● **Problem**
Show each line of the data below that includes the word "dress".

● **Records for the exercise**
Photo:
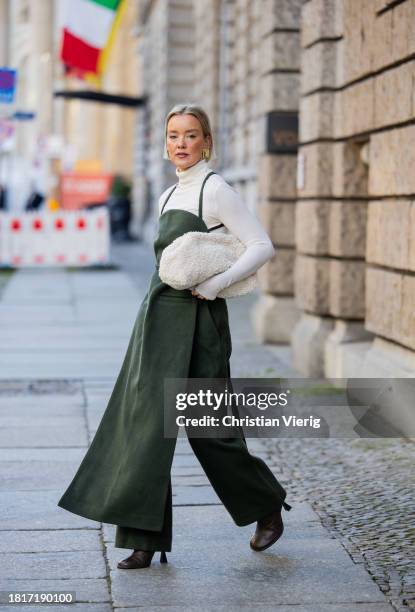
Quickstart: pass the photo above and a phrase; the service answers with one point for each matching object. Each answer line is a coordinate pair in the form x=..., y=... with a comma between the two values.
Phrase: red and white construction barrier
x=55, y=238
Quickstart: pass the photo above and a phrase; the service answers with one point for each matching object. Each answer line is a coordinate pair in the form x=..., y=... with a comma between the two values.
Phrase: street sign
x=7, y=85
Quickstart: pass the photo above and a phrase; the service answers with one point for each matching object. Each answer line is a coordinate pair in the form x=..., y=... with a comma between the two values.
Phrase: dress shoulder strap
x=167, y=199
x=201, y=192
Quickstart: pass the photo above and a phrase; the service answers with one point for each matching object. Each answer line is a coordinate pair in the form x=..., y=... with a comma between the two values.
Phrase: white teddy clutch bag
x=196, y=256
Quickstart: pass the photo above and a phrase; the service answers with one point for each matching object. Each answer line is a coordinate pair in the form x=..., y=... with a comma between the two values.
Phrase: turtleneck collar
x=192, y=174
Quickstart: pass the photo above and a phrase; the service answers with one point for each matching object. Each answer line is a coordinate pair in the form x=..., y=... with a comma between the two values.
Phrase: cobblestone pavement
x=363, y=490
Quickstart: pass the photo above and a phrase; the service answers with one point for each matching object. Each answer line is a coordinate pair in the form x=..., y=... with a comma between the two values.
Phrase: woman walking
x=124, y=478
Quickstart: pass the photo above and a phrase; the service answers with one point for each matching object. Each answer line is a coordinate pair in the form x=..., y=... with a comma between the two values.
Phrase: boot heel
x=163, y=558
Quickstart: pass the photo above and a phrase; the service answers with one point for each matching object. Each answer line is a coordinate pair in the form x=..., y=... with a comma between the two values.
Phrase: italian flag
x=88, y=28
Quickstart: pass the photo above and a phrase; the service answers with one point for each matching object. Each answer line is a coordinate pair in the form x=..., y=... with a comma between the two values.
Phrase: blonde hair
x=200, y=114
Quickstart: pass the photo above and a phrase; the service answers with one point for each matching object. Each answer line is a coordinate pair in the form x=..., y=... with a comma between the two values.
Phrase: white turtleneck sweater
x=221, y=204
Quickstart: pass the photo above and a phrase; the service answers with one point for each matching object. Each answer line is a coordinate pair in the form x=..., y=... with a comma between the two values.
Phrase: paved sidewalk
x=62, y=340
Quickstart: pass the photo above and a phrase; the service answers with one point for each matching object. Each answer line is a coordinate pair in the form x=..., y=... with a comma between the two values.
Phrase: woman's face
x=185, y=141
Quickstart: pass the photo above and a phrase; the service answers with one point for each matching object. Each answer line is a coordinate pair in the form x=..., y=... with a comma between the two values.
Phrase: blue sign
x=7, y=85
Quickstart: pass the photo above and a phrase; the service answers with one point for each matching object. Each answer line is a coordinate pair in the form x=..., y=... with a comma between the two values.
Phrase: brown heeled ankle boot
x=268, y=530
x=140, y=559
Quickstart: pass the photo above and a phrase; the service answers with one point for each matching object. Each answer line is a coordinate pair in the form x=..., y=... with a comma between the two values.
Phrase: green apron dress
x=124, y=478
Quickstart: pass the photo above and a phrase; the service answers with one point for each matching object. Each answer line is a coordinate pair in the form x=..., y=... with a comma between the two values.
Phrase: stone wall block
x=280, y=50
x=393, y=95
x=279, y=14
x=318, y=66
x=347, y=228
x=390, y=310
x=277, y=176
x=347, y=289
x=312, y=226
x=278, y=218
x=318, y=167
x=279, y=92
x=403, y=39
x=350, y=173
x=392, y=162
x=311, y=282
x=319, y=20
x=276, y=276
x=316, y=116
x=390, y=233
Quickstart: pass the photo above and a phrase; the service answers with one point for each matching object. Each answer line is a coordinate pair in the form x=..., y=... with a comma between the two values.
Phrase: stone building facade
x=355, y=216
x=339, y=206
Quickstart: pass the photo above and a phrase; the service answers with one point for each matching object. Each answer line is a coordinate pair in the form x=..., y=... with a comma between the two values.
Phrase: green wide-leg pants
x=243, y=482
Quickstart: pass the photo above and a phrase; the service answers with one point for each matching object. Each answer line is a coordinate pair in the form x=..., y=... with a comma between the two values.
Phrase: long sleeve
x=235, y=215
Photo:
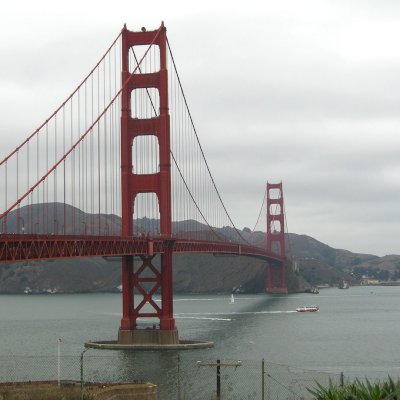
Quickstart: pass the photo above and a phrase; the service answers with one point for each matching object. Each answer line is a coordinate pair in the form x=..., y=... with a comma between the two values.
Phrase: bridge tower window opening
x=145, y=155
x=275, y=209
x=276, y=227
x=146, y=215
x=145, y=103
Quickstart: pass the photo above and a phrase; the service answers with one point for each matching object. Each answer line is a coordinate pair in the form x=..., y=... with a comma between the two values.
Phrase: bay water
x=355, y=332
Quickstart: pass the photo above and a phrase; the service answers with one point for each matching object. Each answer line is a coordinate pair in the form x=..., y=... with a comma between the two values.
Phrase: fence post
x=179, y=377
x=263, y=380
x=218, y=379
x=83, y=352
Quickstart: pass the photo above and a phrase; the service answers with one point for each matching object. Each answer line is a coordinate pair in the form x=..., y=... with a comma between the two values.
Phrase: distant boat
x=344, y=285
x=308, y=309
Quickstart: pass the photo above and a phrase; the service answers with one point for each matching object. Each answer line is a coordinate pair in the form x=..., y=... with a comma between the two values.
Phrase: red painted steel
x=41, y=247
x=276, y=237
x=134, y=184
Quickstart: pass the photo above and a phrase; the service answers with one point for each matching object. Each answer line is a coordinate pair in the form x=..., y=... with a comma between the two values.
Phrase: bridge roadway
x=23, y=247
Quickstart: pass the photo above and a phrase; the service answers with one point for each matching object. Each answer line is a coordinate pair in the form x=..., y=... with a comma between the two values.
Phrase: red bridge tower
x=276, y=237
x=146, y=279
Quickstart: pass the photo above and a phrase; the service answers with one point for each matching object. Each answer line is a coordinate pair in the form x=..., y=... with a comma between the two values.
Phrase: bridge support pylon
x=142, y=280
x=276, y=273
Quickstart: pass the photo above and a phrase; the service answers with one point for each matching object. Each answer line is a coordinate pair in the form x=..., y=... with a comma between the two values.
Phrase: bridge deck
x=17, y=247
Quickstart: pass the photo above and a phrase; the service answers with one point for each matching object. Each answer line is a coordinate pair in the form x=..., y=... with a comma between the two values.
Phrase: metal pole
x=262, y=380
x=218, y=379
x=179, y=377
x=83, y=352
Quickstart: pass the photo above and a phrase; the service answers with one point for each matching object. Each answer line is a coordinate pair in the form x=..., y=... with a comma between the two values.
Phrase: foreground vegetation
x=389, y=390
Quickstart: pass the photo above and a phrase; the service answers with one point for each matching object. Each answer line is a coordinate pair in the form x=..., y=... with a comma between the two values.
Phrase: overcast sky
x=303, y=92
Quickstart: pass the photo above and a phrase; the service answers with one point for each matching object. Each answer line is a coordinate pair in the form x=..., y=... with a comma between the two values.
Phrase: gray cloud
x=301, y=92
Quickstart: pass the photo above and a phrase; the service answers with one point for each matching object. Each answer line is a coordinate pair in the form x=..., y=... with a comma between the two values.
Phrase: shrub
x=387, y=390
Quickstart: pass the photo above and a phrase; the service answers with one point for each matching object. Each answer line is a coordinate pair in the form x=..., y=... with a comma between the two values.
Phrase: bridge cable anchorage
x=199, y=144
x=62, y=159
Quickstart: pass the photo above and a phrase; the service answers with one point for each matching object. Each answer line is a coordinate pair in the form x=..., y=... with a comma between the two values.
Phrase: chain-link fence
x=178, y=376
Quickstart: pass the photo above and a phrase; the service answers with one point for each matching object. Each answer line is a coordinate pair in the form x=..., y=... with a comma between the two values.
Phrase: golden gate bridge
x=118, y=170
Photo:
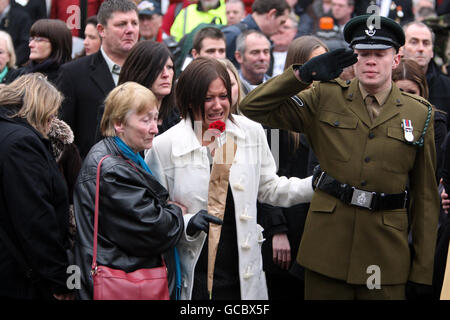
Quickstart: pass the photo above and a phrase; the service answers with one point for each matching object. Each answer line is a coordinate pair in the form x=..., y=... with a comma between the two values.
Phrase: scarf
x=136, y=158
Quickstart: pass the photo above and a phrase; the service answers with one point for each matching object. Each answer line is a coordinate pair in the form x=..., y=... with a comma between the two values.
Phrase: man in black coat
x=17, y=23
x=87, y=81
x=419, y=44
x=36, y=9
x=398, y=10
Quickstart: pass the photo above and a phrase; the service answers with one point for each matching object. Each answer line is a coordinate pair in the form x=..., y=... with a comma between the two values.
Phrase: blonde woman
x=34, y=203
x=136, y=222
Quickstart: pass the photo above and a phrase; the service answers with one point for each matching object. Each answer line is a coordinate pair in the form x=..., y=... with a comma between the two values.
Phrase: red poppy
x=219, y=125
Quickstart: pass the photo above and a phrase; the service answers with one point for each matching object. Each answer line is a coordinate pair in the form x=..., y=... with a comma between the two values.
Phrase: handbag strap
x=97, y=196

● **Answer to this problem**
Phrase: dress shoulder strap
Phrase: green apron dress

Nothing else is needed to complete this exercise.